-- begin Data for the task --
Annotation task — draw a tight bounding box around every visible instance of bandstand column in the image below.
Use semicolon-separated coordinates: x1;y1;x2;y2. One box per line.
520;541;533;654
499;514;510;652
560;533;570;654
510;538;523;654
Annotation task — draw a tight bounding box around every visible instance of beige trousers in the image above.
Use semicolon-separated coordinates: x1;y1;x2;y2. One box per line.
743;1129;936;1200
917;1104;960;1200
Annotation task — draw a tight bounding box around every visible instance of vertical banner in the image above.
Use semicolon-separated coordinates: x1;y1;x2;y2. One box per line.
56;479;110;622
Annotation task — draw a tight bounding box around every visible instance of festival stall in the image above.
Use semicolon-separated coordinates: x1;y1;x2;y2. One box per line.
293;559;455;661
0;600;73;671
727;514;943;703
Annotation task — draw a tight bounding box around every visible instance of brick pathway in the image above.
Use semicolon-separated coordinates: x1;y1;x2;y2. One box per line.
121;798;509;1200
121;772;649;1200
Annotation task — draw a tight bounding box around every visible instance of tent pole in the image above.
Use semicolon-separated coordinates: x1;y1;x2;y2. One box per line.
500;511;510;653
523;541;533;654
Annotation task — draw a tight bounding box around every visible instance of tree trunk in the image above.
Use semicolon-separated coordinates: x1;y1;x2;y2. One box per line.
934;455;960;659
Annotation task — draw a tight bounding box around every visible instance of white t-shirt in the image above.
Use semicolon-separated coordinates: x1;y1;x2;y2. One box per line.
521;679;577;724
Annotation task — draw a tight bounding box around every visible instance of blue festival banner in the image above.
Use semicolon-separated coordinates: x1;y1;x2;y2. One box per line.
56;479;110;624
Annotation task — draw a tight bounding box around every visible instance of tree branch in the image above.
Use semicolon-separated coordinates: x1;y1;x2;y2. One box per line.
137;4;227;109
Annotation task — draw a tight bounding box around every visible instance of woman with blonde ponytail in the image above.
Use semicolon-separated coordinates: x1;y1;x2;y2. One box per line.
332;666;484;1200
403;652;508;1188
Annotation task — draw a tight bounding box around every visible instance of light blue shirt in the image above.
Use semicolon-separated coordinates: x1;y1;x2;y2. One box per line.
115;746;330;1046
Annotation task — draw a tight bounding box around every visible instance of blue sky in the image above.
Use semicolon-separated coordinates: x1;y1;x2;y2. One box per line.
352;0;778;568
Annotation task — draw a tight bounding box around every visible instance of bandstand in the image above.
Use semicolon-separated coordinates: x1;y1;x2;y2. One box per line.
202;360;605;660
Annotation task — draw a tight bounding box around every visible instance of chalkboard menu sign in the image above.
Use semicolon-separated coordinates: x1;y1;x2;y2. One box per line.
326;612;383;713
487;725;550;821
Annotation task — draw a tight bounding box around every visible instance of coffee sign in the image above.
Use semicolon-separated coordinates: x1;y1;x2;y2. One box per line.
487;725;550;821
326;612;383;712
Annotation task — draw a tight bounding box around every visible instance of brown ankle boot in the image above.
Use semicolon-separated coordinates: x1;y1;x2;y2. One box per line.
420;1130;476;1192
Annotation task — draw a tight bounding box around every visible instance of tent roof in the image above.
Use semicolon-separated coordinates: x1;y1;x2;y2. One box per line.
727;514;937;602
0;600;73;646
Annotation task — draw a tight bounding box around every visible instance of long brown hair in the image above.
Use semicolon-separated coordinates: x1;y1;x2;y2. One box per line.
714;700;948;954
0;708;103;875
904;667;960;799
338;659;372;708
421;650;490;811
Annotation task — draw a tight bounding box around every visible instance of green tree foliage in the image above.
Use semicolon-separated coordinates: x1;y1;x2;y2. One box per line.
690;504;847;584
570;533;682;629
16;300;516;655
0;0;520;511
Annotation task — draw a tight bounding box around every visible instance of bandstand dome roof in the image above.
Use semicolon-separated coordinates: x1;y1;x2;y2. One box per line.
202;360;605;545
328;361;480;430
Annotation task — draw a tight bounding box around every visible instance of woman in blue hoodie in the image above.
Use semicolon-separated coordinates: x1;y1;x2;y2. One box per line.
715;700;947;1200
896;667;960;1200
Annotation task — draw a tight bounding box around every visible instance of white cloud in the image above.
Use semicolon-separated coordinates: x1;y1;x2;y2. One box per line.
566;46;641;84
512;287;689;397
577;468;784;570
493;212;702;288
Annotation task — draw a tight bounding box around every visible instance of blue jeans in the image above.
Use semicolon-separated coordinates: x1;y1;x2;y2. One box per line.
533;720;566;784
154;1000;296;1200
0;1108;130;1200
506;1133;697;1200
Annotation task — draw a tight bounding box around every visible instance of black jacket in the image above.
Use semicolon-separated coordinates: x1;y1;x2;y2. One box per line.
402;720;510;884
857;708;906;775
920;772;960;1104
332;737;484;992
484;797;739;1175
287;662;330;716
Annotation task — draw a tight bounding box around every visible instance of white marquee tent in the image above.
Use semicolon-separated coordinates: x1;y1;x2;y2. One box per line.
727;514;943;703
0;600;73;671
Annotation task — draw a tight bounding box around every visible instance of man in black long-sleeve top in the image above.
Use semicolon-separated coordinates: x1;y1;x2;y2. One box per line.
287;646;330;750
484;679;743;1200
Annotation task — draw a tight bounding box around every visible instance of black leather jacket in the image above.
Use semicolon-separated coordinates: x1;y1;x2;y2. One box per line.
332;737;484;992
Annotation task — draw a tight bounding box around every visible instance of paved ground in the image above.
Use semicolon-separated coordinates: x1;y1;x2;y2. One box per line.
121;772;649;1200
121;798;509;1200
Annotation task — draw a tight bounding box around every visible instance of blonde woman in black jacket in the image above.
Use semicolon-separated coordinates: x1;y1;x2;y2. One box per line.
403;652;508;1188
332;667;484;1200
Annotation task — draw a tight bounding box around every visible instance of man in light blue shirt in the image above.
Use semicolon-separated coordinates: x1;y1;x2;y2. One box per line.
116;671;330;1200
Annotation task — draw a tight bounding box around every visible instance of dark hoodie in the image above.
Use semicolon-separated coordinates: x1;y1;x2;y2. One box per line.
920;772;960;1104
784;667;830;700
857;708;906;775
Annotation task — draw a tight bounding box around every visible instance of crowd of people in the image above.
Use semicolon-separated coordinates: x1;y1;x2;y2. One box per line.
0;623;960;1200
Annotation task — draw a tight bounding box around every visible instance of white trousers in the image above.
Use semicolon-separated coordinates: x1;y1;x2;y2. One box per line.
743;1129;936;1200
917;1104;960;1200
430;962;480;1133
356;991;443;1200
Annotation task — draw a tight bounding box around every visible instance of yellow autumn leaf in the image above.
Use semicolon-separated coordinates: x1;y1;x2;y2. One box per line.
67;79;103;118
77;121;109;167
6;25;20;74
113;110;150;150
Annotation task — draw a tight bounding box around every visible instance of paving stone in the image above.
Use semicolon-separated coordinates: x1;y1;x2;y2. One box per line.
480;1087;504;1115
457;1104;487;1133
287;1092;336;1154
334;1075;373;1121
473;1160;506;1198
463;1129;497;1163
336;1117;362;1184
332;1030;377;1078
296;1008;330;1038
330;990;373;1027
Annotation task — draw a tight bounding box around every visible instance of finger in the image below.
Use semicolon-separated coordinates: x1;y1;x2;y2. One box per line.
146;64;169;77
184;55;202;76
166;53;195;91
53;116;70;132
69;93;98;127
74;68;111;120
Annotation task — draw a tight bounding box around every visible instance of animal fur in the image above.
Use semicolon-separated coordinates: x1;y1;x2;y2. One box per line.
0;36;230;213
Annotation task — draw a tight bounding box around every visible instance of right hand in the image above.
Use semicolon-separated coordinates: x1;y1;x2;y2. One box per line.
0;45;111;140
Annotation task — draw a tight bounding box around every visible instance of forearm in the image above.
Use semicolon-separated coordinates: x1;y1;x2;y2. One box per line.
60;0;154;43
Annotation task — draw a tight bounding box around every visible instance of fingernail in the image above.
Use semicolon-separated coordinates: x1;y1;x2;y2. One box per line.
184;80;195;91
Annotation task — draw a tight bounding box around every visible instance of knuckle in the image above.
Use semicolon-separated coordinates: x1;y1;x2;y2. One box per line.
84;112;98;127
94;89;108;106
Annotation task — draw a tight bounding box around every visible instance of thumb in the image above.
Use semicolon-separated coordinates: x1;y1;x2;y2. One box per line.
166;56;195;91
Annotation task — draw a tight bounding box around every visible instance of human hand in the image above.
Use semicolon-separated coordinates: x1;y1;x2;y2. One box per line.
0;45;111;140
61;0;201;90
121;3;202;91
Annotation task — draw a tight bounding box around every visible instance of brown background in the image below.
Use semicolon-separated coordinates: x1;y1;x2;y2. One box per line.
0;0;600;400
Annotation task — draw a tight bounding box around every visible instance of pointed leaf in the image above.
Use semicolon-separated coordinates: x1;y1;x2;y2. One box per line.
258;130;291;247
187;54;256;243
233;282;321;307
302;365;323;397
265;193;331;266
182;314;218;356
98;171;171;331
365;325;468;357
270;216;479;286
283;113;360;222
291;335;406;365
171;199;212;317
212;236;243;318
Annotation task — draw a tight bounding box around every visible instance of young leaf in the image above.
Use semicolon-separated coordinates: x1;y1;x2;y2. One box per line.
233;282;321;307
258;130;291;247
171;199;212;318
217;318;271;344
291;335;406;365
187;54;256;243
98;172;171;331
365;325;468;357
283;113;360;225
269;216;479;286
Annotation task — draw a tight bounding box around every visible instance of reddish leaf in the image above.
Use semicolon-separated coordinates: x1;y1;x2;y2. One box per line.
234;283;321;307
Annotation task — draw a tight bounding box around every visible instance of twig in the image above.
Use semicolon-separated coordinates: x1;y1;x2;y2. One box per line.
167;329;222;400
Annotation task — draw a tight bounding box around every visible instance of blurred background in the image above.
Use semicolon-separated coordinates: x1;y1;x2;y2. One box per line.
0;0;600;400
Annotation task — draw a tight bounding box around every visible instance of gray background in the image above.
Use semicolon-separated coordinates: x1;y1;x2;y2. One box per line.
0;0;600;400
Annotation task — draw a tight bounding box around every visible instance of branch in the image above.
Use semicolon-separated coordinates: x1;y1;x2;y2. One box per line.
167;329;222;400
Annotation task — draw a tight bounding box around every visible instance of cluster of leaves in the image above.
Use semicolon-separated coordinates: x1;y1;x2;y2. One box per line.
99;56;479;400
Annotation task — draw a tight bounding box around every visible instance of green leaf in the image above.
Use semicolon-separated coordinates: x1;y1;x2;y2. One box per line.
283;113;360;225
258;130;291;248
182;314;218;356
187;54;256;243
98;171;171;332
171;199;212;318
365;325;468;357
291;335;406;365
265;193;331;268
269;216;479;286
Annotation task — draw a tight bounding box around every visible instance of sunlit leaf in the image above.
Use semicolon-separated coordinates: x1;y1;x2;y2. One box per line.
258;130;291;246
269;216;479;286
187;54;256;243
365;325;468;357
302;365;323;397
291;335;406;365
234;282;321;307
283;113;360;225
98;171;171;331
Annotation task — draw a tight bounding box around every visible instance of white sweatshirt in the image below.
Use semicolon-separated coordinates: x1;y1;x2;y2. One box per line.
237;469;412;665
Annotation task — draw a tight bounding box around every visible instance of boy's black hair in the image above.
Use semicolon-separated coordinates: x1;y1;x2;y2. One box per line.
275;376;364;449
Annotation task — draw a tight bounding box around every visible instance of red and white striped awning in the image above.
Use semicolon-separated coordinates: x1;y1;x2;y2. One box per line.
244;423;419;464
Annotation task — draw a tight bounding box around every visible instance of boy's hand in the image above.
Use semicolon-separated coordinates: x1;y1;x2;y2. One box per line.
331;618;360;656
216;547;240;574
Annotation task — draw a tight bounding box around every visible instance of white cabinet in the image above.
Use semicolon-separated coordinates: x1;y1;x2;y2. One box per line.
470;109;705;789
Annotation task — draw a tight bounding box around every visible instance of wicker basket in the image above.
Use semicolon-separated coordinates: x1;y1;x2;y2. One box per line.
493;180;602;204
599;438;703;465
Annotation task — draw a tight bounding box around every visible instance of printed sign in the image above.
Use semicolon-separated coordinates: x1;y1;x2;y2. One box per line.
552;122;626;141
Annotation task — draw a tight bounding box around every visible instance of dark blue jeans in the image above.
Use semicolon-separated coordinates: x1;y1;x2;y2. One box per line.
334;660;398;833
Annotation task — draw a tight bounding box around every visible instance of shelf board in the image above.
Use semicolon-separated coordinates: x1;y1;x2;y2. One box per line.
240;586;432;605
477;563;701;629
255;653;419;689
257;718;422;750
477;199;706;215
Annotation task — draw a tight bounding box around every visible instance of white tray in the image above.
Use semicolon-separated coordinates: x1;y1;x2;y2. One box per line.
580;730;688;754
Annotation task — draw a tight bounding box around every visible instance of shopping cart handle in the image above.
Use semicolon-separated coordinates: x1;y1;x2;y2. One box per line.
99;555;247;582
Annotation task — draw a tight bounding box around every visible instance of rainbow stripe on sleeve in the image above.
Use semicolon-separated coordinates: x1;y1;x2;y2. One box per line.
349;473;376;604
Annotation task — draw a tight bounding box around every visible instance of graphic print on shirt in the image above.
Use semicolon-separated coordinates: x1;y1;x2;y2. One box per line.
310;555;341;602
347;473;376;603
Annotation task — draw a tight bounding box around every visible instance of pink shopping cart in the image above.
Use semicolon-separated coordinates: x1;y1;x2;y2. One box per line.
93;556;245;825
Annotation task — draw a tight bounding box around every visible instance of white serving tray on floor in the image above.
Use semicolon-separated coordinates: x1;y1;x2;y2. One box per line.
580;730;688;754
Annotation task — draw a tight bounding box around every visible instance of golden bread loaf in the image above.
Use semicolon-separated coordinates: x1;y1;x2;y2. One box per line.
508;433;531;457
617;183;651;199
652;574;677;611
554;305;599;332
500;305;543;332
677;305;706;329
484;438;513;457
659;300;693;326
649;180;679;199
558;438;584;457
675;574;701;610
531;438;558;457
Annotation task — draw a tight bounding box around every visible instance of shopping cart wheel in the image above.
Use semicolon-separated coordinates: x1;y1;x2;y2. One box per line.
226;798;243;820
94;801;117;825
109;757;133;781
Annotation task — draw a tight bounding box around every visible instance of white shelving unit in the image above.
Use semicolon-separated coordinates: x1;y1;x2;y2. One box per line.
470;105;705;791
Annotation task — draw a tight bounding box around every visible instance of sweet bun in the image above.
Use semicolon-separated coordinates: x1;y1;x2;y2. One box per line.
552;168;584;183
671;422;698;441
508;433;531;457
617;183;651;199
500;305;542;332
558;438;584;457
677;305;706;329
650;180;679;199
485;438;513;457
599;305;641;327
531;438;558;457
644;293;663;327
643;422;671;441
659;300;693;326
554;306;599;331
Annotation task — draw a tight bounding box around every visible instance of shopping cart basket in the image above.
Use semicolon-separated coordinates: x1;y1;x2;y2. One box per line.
-- end Data for the task --
(Job) From the records above, extract each line in which the string "brown" appears, treating uppercase and lowercase letters as distinct.

(Full output)
Annotation task — draw a tight bounding box around every visible instance of brown ankle boot in the image above.
Annotation task — draw a tight bounding box around every visible instance of long brown hair in the image above.
Annotation task — draw a tight bounding box around every visible instance of brown background in the image below.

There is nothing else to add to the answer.